DESCRIPTION OF THE TASK => Exact reproduction is needed for the lines from the one with "of the anther" to the end of the listing below, and for no other lines.
══════════════════════════════
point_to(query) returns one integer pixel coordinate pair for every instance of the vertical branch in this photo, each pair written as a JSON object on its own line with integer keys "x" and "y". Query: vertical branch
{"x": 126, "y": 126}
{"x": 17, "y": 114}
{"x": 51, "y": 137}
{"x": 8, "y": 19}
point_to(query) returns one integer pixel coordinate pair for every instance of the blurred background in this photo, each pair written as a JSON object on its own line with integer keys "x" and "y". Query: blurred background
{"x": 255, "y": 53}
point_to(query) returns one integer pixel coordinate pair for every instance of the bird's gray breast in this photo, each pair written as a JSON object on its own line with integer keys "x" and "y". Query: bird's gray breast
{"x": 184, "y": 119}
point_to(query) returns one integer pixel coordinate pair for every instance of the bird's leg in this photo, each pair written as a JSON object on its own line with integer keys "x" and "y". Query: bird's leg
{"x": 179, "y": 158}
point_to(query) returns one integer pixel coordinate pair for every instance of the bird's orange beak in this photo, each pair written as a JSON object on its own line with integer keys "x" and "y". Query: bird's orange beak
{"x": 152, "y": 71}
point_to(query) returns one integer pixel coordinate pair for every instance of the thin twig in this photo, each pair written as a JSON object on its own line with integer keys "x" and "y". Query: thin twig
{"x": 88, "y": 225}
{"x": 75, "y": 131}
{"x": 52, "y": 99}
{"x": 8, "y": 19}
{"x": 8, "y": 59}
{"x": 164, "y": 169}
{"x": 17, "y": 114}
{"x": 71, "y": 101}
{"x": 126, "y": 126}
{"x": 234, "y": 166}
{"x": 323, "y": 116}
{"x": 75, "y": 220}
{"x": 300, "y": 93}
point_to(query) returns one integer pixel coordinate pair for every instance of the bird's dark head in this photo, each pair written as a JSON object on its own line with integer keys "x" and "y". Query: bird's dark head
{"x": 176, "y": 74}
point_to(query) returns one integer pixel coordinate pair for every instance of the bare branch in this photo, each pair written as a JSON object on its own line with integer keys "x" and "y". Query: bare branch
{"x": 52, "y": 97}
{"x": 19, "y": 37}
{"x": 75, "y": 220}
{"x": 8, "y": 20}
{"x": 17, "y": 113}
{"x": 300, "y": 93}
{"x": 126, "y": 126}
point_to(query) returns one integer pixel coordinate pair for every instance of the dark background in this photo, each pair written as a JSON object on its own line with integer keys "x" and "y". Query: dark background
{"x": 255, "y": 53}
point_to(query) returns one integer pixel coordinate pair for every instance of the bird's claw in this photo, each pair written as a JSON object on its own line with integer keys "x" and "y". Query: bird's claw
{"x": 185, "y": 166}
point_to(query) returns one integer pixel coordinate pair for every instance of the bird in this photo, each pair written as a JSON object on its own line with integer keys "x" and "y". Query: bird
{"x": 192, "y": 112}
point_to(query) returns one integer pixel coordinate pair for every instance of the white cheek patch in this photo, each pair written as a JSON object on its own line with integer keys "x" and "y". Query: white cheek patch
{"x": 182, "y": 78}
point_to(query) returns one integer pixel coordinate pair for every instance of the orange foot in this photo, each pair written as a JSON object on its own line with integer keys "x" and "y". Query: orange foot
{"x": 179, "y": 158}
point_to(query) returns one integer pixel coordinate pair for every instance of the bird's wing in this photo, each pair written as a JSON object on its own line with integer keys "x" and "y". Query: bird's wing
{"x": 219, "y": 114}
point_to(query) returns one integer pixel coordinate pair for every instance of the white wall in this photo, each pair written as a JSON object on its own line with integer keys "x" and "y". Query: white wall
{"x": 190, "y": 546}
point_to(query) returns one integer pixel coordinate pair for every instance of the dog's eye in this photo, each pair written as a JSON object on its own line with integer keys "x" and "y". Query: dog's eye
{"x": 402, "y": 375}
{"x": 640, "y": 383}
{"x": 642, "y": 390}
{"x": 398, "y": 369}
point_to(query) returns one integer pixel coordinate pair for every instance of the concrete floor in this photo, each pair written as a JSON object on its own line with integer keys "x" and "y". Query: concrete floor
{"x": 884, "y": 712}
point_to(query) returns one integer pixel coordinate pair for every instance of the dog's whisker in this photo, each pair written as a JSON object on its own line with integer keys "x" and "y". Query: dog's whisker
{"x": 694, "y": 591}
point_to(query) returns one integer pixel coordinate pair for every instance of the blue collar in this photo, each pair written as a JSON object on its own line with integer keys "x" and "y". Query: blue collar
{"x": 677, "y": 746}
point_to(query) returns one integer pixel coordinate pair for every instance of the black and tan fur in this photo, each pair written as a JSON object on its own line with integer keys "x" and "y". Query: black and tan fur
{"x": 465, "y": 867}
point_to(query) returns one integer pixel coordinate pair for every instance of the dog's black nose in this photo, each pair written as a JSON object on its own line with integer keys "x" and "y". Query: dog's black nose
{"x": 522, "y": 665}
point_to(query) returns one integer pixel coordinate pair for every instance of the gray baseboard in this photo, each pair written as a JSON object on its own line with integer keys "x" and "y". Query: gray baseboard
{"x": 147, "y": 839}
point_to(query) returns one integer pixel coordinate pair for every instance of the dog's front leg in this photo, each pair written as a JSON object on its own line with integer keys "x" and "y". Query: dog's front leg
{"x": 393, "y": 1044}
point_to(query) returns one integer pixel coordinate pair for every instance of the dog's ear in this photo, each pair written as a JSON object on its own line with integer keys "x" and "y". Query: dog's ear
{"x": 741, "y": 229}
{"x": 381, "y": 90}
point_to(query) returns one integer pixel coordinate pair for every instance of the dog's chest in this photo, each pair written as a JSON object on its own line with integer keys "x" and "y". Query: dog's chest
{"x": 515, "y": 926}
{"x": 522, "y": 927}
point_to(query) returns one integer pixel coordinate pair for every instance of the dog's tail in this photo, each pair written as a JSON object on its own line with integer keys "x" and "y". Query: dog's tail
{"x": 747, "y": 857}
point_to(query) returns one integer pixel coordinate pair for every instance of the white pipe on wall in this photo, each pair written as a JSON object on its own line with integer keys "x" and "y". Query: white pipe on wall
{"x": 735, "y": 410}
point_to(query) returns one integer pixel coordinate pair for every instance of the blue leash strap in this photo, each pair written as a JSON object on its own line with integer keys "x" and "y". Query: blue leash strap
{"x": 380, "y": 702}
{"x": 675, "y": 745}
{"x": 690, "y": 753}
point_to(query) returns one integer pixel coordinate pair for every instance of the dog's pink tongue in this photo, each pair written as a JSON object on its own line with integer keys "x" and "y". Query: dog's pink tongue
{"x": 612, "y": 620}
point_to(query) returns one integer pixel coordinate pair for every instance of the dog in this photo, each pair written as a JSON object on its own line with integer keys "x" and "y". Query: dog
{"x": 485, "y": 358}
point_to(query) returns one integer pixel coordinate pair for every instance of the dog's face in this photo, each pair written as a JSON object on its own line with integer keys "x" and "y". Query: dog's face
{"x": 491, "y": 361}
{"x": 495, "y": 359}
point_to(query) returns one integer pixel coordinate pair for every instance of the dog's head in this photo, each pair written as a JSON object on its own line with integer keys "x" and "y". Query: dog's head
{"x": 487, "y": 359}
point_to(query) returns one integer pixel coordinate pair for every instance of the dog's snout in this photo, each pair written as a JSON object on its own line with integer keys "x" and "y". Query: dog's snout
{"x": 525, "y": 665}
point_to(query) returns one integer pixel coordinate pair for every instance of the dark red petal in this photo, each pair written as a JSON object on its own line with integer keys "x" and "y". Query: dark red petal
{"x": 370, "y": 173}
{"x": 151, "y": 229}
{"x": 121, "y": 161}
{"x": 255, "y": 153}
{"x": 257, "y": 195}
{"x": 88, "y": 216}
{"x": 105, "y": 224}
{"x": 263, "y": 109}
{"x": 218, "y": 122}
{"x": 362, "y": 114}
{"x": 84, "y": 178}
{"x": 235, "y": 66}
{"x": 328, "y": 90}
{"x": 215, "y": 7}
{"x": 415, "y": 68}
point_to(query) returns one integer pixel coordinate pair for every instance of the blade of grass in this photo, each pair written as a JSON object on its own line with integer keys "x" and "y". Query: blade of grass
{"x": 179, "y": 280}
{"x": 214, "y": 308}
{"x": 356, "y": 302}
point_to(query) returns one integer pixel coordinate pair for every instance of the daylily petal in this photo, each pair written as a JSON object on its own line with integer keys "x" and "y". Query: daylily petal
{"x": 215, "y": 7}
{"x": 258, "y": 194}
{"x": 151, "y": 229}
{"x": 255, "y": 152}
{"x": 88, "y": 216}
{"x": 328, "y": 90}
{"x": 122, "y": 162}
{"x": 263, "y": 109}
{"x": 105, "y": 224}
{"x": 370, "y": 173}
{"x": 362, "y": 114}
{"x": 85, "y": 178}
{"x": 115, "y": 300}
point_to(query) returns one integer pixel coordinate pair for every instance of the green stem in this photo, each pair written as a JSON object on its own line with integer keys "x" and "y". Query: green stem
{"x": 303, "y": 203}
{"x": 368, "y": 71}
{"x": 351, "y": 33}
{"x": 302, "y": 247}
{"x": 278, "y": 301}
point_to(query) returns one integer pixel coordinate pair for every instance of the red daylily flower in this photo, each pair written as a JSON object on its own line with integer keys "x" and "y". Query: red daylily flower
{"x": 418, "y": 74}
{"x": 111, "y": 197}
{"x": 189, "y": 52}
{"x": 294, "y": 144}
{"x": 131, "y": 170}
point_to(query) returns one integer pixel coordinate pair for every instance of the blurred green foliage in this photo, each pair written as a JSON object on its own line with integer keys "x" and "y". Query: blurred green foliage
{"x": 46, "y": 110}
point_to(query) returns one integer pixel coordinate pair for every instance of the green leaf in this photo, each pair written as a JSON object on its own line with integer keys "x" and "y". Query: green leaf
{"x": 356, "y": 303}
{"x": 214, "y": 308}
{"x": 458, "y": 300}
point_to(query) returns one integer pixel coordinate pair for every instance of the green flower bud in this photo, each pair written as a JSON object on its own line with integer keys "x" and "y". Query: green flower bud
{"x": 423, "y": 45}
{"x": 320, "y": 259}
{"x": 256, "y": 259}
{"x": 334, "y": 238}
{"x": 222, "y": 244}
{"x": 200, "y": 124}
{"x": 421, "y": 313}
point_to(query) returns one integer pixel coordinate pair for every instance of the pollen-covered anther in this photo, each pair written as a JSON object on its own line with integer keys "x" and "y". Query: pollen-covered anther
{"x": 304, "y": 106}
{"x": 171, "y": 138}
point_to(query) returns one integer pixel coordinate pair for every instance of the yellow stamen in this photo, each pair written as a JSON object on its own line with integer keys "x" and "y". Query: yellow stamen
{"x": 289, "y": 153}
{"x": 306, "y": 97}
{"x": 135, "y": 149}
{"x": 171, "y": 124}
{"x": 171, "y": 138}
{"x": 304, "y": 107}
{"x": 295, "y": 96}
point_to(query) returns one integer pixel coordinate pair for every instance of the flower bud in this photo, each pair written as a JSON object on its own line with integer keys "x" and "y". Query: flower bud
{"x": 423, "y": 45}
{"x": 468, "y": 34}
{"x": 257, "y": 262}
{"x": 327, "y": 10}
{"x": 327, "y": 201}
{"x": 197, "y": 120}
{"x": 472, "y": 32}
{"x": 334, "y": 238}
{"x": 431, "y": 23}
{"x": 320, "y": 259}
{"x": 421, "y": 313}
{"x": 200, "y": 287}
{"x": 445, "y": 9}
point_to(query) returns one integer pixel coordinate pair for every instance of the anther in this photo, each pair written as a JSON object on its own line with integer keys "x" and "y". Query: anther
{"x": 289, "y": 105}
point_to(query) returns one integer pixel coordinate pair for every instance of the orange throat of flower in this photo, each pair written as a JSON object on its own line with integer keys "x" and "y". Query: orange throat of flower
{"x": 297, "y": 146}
══════════════════════════════
TASK SOLUTION =>
point_to(query) returns one integer pixel coordinate pair for every instance of the anther in this photo, each pair written as a JSON object on its own line with integer keys "x" and "y". Query: anther
{"x": 289, "y": 105}
point_to(query) returns one integer pixel coordinate pair for every instance of the orange throat of flower in this photo, each pair written as a JSON object on its own line with integer keys "x" and "y". Query: orange throat of flower
{"x": 297, "y": 146}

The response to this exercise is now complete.